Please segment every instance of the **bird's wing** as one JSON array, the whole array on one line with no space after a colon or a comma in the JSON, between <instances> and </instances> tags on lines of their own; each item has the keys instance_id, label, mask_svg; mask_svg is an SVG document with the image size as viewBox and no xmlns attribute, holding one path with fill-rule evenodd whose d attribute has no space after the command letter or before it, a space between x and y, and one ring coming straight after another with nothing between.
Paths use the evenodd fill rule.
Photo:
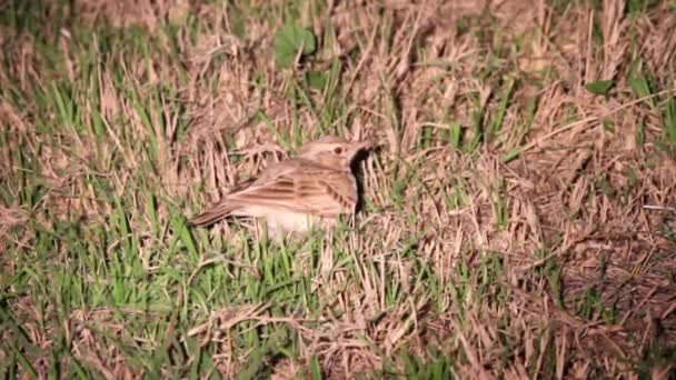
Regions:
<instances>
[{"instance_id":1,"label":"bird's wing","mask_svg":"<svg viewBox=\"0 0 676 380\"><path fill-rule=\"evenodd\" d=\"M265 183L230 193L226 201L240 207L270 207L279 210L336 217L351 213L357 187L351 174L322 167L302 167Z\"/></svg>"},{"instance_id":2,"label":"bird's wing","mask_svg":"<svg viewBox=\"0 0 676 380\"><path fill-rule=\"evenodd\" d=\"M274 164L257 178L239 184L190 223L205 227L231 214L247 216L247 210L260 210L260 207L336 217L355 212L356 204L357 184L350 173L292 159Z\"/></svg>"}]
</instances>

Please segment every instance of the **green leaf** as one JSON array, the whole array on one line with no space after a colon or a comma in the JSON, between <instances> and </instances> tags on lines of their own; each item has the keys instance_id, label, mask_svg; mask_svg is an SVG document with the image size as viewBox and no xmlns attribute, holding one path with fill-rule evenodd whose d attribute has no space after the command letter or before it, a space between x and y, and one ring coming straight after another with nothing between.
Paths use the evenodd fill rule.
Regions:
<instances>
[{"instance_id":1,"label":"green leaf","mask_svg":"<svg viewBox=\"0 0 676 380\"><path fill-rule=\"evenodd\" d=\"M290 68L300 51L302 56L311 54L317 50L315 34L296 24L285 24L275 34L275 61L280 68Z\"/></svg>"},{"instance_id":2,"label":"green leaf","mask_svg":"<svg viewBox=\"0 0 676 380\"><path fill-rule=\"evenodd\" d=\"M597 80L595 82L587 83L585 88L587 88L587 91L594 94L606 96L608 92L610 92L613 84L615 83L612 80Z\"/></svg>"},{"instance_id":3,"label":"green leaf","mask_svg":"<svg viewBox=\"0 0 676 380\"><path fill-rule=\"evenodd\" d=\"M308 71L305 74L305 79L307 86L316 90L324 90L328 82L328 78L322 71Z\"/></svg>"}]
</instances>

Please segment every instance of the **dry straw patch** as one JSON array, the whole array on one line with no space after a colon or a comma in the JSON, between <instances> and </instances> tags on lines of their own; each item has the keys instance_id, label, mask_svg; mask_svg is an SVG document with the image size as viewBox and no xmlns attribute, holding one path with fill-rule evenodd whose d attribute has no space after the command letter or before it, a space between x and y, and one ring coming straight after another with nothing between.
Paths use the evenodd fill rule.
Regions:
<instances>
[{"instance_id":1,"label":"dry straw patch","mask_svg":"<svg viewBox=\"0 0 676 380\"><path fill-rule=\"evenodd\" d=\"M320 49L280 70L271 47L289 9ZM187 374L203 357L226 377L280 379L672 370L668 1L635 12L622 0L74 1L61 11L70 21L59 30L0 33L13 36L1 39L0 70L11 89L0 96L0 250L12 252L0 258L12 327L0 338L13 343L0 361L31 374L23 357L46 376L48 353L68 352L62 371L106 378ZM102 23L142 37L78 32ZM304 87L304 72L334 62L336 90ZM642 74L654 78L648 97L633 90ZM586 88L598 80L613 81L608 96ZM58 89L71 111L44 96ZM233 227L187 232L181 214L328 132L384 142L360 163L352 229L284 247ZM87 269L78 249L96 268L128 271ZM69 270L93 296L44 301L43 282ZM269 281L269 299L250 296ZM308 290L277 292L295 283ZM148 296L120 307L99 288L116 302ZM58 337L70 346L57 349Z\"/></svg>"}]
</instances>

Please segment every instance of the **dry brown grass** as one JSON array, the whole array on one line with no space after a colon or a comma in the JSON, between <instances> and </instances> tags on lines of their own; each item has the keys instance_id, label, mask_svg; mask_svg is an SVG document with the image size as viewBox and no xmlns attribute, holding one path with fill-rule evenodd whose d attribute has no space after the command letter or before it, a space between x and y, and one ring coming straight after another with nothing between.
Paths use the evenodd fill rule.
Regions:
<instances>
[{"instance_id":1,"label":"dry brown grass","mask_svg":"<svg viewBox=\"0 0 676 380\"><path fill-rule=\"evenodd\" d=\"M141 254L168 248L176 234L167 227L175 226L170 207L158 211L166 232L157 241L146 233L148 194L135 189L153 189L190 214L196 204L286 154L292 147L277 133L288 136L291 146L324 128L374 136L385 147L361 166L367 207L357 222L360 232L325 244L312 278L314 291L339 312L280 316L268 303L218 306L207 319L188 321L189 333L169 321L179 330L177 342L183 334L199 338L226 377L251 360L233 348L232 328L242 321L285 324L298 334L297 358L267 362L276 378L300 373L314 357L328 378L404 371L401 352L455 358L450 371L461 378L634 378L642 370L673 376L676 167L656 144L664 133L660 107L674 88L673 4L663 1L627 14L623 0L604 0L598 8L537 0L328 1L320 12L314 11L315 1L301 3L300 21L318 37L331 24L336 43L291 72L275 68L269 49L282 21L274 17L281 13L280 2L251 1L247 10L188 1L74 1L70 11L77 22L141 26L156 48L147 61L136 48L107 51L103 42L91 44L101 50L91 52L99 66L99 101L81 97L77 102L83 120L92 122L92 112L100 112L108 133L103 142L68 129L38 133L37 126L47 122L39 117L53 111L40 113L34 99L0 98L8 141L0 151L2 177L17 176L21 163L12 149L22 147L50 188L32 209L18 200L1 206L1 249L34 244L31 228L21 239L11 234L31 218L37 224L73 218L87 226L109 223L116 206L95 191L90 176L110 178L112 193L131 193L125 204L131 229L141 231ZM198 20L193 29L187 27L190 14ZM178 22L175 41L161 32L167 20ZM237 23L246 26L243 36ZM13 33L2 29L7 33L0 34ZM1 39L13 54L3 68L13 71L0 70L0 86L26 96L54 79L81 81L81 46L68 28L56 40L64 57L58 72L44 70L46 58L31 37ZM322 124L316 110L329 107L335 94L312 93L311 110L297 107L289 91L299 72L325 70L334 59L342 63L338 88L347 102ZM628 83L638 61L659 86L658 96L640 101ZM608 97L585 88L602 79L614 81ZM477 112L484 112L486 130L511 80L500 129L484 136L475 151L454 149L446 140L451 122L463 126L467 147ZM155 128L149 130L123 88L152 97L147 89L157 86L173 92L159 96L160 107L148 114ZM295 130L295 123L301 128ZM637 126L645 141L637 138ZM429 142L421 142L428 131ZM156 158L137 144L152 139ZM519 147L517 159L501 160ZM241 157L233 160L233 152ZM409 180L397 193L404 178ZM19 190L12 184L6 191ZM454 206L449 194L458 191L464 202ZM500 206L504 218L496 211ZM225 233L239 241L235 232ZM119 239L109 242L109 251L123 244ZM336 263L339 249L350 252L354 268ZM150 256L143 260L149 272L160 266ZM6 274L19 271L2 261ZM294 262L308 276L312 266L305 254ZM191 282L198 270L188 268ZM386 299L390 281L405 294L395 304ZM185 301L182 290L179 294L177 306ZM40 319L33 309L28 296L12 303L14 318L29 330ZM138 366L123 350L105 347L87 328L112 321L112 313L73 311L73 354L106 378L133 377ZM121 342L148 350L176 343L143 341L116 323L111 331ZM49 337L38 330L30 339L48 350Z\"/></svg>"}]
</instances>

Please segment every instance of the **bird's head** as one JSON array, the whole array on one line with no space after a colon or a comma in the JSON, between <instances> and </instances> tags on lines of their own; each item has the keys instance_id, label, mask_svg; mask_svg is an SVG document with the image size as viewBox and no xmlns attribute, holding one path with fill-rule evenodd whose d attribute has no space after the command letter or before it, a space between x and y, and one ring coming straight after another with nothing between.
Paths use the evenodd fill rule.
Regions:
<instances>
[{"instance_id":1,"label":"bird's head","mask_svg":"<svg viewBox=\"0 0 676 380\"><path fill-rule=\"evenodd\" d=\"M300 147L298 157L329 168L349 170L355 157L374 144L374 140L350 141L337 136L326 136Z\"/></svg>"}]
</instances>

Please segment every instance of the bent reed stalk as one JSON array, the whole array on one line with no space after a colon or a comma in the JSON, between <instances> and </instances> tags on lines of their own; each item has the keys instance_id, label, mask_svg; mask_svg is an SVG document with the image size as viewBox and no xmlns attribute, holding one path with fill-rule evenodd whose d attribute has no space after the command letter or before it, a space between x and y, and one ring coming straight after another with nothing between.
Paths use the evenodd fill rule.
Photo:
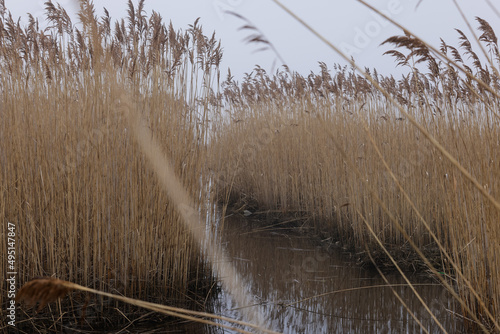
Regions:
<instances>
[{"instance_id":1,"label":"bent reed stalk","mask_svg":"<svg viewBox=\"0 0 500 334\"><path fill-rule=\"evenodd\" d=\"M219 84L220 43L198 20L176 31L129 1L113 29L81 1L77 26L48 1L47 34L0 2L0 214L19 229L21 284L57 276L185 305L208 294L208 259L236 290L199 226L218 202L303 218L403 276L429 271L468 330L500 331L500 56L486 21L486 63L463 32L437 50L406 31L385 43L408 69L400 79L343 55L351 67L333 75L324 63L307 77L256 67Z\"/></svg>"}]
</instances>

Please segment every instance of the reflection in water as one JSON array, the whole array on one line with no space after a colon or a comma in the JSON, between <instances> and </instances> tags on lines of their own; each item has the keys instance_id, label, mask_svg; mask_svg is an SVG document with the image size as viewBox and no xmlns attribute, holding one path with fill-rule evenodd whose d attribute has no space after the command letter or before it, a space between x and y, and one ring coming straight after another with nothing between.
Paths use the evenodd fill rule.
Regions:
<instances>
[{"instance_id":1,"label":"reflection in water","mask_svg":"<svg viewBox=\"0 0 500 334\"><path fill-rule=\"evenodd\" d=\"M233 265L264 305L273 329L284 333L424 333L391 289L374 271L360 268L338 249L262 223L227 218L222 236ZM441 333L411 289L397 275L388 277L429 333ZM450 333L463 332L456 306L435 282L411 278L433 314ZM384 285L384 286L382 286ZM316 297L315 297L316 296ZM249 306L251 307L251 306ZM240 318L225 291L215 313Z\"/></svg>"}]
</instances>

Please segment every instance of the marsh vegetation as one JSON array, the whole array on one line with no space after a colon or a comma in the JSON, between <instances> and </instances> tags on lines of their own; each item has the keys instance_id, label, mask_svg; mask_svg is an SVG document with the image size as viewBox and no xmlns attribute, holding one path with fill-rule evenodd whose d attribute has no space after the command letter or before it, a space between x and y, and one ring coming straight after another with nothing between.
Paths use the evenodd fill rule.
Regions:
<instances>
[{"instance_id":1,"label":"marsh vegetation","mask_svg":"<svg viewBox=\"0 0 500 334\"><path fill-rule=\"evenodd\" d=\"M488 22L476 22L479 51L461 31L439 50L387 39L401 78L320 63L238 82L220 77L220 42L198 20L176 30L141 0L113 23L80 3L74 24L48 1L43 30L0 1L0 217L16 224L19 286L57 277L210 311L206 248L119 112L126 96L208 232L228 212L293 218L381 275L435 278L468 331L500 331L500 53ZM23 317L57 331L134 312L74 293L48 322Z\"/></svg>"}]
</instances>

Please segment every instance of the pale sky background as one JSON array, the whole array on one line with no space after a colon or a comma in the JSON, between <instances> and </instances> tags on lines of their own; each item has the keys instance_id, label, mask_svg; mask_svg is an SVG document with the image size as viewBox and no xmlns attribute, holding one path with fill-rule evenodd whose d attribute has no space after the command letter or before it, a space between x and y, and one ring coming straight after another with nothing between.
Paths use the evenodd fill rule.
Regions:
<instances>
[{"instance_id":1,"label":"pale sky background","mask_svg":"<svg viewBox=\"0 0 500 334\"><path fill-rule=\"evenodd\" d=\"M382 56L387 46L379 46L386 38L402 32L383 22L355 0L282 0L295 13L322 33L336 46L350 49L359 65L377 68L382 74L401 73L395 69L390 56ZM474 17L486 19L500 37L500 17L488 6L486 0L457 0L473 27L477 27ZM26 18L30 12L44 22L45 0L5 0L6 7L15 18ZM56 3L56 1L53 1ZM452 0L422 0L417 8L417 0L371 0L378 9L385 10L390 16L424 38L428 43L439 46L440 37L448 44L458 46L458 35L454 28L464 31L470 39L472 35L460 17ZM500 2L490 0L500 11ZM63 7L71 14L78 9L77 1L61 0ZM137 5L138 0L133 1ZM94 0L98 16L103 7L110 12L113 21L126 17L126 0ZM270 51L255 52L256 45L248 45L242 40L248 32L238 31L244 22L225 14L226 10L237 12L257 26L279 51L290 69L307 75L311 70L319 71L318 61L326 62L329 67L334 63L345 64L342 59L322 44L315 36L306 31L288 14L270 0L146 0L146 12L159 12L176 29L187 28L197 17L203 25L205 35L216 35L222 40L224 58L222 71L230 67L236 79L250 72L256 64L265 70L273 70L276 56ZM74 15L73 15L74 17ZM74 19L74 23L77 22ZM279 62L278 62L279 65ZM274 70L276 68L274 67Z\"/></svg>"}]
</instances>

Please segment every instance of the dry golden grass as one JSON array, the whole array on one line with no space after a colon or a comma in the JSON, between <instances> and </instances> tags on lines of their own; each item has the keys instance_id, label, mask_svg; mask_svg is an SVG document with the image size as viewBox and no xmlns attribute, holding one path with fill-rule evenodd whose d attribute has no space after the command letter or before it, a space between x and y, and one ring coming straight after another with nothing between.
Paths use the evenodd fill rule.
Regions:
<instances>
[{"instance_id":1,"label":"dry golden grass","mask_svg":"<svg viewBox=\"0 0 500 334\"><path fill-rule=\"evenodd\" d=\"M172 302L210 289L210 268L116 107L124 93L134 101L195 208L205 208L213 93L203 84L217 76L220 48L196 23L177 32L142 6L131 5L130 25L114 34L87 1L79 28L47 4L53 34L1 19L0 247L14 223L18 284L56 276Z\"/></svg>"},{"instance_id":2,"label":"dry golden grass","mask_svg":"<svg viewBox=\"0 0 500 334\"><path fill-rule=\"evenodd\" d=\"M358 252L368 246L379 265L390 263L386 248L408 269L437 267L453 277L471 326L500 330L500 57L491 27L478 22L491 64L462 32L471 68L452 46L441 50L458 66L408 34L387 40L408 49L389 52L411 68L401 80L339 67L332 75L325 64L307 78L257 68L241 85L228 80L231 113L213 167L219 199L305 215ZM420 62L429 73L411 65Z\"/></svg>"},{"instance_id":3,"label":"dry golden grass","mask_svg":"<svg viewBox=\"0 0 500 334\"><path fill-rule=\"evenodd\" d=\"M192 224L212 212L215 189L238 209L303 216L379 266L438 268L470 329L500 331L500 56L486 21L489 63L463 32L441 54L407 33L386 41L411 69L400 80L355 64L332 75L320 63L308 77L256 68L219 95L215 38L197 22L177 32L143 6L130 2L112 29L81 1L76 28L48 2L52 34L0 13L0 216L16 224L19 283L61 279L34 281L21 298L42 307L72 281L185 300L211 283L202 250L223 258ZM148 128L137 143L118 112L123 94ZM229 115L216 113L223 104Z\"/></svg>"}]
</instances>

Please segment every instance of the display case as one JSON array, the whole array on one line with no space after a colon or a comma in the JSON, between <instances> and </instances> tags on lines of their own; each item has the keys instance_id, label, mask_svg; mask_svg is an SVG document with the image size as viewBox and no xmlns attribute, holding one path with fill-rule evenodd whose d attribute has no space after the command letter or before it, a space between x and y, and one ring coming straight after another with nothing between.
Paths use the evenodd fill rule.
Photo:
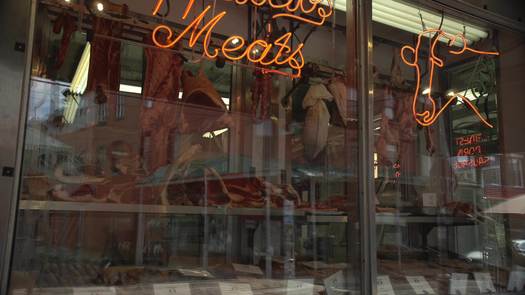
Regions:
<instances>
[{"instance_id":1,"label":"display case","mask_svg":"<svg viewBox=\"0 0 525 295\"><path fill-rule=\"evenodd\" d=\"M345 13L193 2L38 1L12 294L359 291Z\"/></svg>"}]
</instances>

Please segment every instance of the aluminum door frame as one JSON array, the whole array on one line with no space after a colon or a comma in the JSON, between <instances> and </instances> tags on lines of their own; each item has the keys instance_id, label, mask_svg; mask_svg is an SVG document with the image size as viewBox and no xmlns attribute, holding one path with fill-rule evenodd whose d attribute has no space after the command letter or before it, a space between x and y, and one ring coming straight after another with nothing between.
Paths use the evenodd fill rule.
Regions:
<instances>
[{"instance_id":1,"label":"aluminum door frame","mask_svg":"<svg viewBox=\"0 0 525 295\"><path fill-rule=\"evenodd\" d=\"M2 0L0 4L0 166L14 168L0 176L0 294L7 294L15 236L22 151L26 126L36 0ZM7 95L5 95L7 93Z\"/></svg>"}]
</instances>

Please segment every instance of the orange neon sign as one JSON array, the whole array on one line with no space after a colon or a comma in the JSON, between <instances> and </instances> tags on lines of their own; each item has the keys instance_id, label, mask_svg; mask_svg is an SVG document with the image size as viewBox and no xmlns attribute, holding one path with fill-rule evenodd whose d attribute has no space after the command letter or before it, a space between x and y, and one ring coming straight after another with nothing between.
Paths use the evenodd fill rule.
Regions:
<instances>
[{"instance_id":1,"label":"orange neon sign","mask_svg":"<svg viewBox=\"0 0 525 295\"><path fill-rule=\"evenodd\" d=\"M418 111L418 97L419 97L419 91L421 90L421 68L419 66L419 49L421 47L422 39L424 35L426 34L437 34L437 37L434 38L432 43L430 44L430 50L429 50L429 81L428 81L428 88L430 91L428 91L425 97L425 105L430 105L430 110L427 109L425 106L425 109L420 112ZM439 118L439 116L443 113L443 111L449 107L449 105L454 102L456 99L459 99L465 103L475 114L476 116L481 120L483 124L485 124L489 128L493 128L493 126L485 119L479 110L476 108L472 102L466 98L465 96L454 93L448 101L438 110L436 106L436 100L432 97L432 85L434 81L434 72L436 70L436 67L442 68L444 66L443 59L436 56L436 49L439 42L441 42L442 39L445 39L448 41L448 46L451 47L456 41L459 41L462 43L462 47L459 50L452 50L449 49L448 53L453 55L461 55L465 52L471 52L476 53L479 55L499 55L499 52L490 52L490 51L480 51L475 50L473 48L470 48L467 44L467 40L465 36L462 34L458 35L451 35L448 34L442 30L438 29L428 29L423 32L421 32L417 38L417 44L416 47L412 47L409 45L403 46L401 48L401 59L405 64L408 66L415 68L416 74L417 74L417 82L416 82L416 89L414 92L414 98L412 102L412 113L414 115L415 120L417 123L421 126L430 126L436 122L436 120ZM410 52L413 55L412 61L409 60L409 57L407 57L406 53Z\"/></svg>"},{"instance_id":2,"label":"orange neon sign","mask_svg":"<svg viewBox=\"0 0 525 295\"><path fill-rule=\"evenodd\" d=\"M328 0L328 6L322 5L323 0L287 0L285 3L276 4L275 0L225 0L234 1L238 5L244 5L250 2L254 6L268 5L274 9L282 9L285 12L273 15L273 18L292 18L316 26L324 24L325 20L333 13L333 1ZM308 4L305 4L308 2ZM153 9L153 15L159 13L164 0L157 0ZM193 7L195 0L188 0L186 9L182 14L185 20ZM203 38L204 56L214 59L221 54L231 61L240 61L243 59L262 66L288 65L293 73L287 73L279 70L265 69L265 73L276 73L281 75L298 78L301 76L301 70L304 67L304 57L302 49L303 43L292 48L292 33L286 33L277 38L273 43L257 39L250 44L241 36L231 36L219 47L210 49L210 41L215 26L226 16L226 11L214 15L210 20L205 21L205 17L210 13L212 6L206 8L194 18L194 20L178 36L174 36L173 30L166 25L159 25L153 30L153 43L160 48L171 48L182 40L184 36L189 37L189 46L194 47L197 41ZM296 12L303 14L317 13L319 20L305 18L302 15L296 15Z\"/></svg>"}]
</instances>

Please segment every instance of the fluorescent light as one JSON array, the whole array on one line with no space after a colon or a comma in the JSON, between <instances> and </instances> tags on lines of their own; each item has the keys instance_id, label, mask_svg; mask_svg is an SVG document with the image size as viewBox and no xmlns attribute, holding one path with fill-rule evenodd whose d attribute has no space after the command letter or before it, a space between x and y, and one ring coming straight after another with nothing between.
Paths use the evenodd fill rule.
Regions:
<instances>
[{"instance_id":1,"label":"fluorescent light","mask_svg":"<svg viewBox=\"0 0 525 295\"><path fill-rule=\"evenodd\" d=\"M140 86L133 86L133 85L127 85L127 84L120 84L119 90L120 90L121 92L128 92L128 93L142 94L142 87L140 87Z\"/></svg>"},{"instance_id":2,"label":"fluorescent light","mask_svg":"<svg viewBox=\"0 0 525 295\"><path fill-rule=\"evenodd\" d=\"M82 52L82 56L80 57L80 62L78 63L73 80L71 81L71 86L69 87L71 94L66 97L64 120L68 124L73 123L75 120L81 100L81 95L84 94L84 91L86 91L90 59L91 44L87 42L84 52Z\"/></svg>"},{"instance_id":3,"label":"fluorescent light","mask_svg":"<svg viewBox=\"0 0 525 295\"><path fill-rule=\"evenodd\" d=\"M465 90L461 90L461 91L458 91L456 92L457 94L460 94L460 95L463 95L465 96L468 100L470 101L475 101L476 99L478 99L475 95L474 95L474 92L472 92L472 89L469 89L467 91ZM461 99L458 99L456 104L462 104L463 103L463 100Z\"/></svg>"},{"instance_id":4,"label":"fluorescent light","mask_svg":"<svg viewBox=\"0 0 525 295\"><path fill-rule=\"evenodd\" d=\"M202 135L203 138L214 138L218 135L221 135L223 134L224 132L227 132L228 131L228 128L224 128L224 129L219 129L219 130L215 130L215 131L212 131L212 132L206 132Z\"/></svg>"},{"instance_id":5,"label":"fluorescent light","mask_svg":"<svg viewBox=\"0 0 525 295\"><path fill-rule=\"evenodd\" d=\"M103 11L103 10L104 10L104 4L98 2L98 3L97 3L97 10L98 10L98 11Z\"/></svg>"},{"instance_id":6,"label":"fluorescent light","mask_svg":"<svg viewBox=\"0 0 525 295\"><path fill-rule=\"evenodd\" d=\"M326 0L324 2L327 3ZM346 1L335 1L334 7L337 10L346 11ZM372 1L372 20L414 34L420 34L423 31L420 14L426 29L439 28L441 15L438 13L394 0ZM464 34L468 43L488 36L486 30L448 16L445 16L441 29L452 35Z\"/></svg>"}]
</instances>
+++
[Prompt]: How many lines in the records above contain the string "display"? Give only the number.

[Solution]: 2